-- Begin SELECTED EXTRACT --

Great question! Decreasing the risks involved in a public display of aggression and violence is important for everyone in your church community. The office of Safe Church Ministry is primarily a resource for responding to the occurrence of abuse & prevention of abuse - so security and risk of public violence is not necessarily in our area of expertise. We however want to point you towards some excellent resources for security training. One of those resources is from Brotherhood Mutual, a leader in insurance coverage for churches. They have a free download called Big Book Checklist (click here for the download) that offers several risk management checklists for ministries. If you look at page 51 there is a page titled "Violence in the Church." As you look through this checklist there may be several things that you could integrate into your policy for training your elders and deacons - specifically a regular training that a percentage of the church's leadership could go through so that your community is prepared for a variety of scenarios that could possibly come up.

I hope this helps!

Blessings,

Eric Kas - Safe Church Associate

Thanks for this thoughtful reply! I agree that leaders set the tone, and their willingness to be vulnerable and open seems to be a key ingredient. I appreciate this verse, 1 Peter 4:8, "Above all, love each other deeply, because love covers over a multitude of sins". I think genuine love and care for someone will show through, even when we make mistakes, or don't say exactly the right thing. Listening is often far more important than speaking. Rather than "fixing" we need to be present, reflecting the love of Jesus. Thanks again for your comment.

MJill H,

 

I found this comment helpful.  Thanks.

What does our congregation do to create safe spaces for people to share the hard stories?

Well our leadership does not really do anything. Individual pastors, including our current interim pastor, have sat and listened to some of us who ask them to listen/help/pray with us.
It not a practice of our leadership to encourage us to share the hard stuff.  Generally our leaders do not admit their own struggles, at least not publicly. There were 2 elders years ago who tried to be supportive. One came back a few times and gave me a good book to read. The other started a small group for those who struggle. One of these men moved away. The other left our denomination.
Some did begin a support group for people with depression which lasted a year or so. It was a good try.
One of the issues with it was that people with depression and their families were in the same group. Separate groups at least some for the time would have been better. So would trained leadership. But it was a good try.
There are individuals in our congregation who reach out to those who struggle with abuse issues and untold stories. I am thankful for some long term friends who have listened and loved me and stuck with me. I too, reach out to others and we are mutually caring and supportive.
If our leaders never admit they struggle about anything then why would anyone confide in them. If everyone has to look nice on Sundays and seem to have it all together then there is no place for messy lives. If we are not a safe place to admit we struggle with spending too much money, or playing computer games, or getting angry or being lazy or frustration with our children, or even that we are physically ill or in debt,  then how can we ever admit to addictions or mental illness of being a survivor of sexual abuse?

If we have not really understood how much God loves us and longs for deeper relationship with us,
if we have not learned how to accept our own struggles,

 if we have not learned it is ok to make mistakes,

if we have not learned how to ask and accept help from those who would understand,

 if we have not learned to do the work of prayer and repentance and learning a new way to be with God’s help; then how can we support others?

In general, many people care –but they don’t know how to help. It is scary for them, they want to just say the right thing and fix us. We all need to be taught how to care for ourselves and others.

-- End SELECTED EXTRACT --
-- Begin SUPPLIED RECORDS --

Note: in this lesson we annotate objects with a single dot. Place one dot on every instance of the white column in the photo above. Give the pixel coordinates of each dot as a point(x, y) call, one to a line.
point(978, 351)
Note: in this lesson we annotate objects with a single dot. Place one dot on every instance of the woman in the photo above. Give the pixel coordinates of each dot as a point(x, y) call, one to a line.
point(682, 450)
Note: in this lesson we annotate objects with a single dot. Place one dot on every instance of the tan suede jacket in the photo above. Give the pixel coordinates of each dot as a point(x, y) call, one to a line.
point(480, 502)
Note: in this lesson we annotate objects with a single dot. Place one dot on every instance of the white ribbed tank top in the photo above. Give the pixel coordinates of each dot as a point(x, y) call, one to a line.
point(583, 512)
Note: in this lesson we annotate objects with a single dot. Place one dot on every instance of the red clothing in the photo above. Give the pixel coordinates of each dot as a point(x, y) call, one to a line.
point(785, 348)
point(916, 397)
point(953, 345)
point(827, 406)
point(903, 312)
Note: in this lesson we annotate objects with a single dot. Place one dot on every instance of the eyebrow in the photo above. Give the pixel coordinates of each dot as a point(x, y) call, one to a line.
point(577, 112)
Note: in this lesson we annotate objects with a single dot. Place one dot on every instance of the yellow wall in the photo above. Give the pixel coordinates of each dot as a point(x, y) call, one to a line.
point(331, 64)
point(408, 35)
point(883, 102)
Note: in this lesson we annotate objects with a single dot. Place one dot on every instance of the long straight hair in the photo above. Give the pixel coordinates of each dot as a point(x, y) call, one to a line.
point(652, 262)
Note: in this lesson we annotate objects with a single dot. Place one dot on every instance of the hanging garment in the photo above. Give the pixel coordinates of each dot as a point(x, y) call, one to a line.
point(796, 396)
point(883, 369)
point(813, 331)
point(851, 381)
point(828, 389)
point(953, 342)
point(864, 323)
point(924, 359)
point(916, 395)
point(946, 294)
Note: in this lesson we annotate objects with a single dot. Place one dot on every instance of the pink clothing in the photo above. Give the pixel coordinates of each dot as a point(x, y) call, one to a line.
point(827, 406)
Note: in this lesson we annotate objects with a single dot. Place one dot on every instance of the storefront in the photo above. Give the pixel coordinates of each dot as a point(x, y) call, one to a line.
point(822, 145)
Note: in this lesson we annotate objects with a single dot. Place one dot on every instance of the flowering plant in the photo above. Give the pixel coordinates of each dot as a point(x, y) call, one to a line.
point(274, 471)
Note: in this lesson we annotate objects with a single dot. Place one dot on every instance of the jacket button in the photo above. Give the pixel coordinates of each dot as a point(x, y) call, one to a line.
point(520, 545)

-- End SUPPLIED RECORDS --

▶ [PROMPT] In the discussion about safe spaces in church, copy out the passage starting at "Thanks for this" and ending at "comment helpful.  Thanks.", changing "comment" to "post" throughout. You won't need the lines for this.

▶ [FULL OUTPUT]
Thanks for this thoughtful reply! I agree that leaders set the tone, and their willingness to be vulnerable and open seems to be a key ingredient. I appreciate this verse, 1 Peter 4:8, "Above all, love each other deeply, because love covers over a multitude of sins". I think genuine love and care for someone will show through, even when we make mistakes, or don't say exactly the right thing. Listening is often far more important than speaking. Rather than "fixing" we need to be present, reflecting the love of Jesus. Thanks again for your post.

MJill H,

 

I found this post helpful.  Thanks.